(Saved entries)
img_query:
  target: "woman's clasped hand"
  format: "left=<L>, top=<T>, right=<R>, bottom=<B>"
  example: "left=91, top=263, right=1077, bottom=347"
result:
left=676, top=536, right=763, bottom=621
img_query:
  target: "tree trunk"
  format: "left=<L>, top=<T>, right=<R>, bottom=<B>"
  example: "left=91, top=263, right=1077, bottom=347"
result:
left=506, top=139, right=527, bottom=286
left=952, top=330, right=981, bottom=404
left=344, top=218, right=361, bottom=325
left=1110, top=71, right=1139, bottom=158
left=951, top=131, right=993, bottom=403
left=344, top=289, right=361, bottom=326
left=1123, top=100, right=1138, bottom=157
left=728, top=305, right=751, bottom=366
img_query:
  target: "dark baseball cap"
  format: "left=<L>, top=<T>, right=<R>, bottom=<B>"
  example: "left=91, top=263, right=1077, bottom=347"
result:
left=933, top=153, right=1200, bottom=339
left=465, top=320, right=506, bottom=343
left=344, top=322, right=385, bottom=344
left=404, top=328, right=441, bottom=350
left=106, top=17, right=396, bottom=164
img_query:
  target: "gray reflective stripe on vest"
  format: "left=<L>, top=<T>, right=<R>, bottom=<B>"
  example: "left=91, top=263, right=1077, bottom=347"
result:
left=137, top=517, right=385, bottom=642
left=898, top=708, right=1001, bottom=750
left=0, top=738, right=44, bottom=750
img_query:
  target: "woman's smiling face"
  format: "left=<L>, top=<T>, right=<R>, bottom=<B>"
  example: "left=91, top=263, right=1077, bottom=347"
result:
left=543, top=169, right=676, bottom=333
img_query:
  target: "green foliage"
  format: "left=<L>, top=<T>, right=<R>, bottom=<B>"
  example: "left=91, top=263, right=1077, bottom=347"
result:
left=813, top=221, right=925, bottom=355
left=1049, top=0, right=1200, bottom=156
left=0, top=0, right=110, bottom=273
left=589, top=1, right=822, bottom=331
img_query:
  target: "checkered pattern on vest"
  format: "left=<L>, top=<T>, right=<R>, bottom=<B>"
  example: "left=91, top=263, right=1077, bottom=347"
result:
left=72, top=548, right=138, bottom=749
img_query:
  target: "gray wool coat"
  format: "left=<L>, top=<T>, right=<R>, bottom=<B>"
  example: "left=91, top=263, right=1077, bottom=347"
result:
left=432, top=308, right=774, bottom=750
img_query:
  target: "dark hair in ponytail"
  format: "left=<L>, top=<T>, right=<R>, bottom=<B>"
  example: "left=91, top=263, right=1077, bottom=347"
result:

What the exercise asks: Please return the records above in their exact form.

Reply to the exercise:
img_query:
  target: "woman's clasped hand"
  format: "left=<L>, top=<T>, right=<R>, bottom=<B>"
  example: "left=91, top=263, right=1077, bottom=347"
result:
left=676, top=536, right=763, bottom=621
img_query:
  target: "tree trunk"
  format: "left=<L>, top=<T>, right=<R>, bottom=<B>"
  example: "left=91, top=263, right=1077, bottom=347"
result:
left=506, top=139, right=527, bottom=286
left=952, top=330, right=981, bottom=404
left=344, top=218, right=361, bottom=325
left=1110, top=71, right=1139, bottom=158
left=951, top=131, right=993, bottom=403
left=344, top=289, right=361, bottom=326
left=1123, top=100, right=1138, bottom=157
left=728, top=305, right=751, bottom=366
img_query:
  target: "dark baseball cap"
  format: "left=<L>, top=<T>, right=<R>, bottom=<B>"
  example: "left=91, top=263, right=1077, bottom=347"
result:
left=933, top=153, right=1200, bottom=339
left=465, top=320, right=506, bottom=343
left=344, top=322, right=385, bottom=344
left=404, top=328, right=441, bottom=350
left=106, top=17, right=396, bottom=164
img_query:
  target: "gray reflective stripe on vest"
  format: "left=<L>, top=<T>, right=<R>, bottom=<B>"
  example: "left=91, top=263, right=1077, bottom=347"
result:
left=137, top=517, right=385, bottom=642
left=898, top=708, right=1001, bottom=750
left=0, top=738, right=44, bottom=750
img_query:
  target: "woman's smiling face"
  format: "left=<L>, top=<T>, right=<R>, bottom=<B>"
  example: "left=91, top=263, right=1077, bottom=347"
result:
left=543, top=169, right=676, bottom=333
img_query:
  target: "green foliage"
  format: "left=<L>, top=<T>, right=<R>, bottom=<B>"
  example: "left=91, top=263, right=1077, bottom=347"
result:
left=813, top=221, right=925, bottom=355
left=1049, top=0, right=1200, bottom=156
left=0, top=0, right=110, bottom=273
left=589, top=1, right=822, bottom=331
img_query:
  target: "checkered pattern on vest"
  format: "left=<L>, top=<T>, right=<R>, bottom=<B>"
  example: "left=91, top=263, right=1077, bottom=347"
result:
left=72, top=548, right=138, bottom=749
img_query:
  target: "gray wool coat"
  format: "left=<L>, top=<T>, right=<R>, bottom=<B>"
  example: "left=91, top=263, right=1077, bottom=347"
result:
left=432, top=308, right=774, bottom=750
img_query:
  target: "dark hair in ponytail"
  format: "left=<L>, top=<T>, right=<R>, bottom=<B>"
  example: "left=91, top=263, right=1077, bottom=347"
result:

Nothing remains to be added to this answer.